• [YOUR INSTRUCTIONS]:
Find each line in the entries below that contains the word "wooden" and copy those lines out.

• [GIVEN RECORDS]:

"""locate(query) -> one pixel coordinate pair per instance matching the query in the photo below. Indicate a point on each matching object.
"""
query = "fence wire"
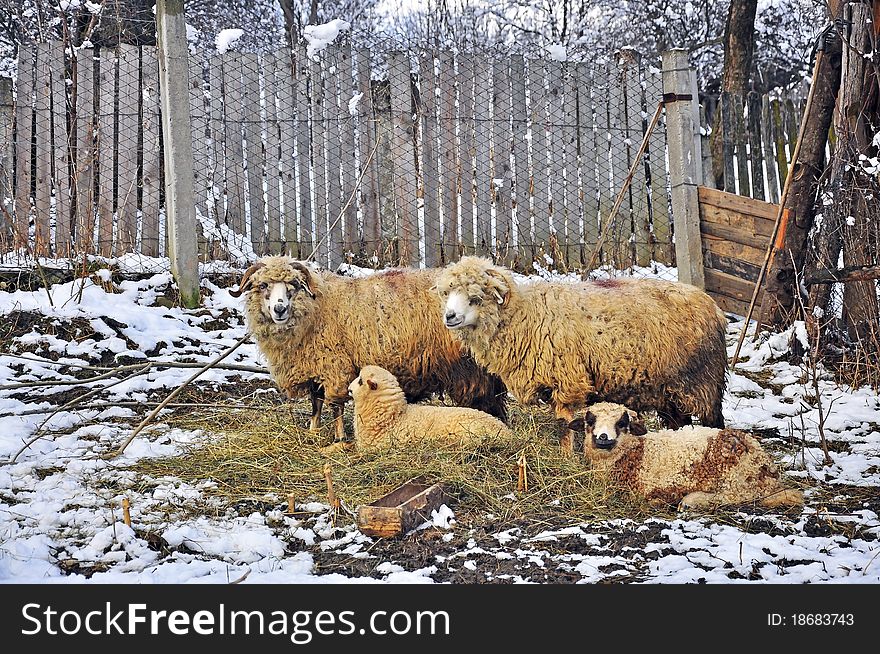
(370, 157)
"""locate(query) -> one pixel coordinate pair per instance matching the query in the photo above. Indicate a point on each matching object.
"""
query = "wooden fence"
(758, 137)
(735, 231)
(439, 155)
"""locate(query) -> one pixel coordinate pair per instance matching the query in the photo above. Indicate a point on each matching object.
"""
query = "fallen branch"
(174, 394)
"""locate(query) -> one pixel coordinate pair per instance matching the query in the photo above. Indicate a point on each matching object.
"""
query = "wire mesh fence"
(371, 157)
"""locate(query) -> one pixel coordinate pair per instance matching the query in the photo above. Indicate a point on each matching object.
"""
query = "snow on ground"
(60, 519)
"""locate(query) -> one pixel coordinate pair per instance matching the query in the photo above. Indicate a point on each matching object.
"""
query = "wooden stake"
(126, 514)
(331, 493)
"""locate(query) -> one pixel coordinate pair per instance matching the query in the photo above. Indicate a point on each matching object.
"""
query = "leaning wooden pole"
(777, 237)
(180, 212)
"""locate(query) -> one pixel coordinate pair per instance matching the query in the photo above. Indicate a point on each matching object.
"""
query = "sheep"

• [THE OUTPUT]:
query = "wooden fence"
query = "wooden stake"
query = "leaning wooden pole"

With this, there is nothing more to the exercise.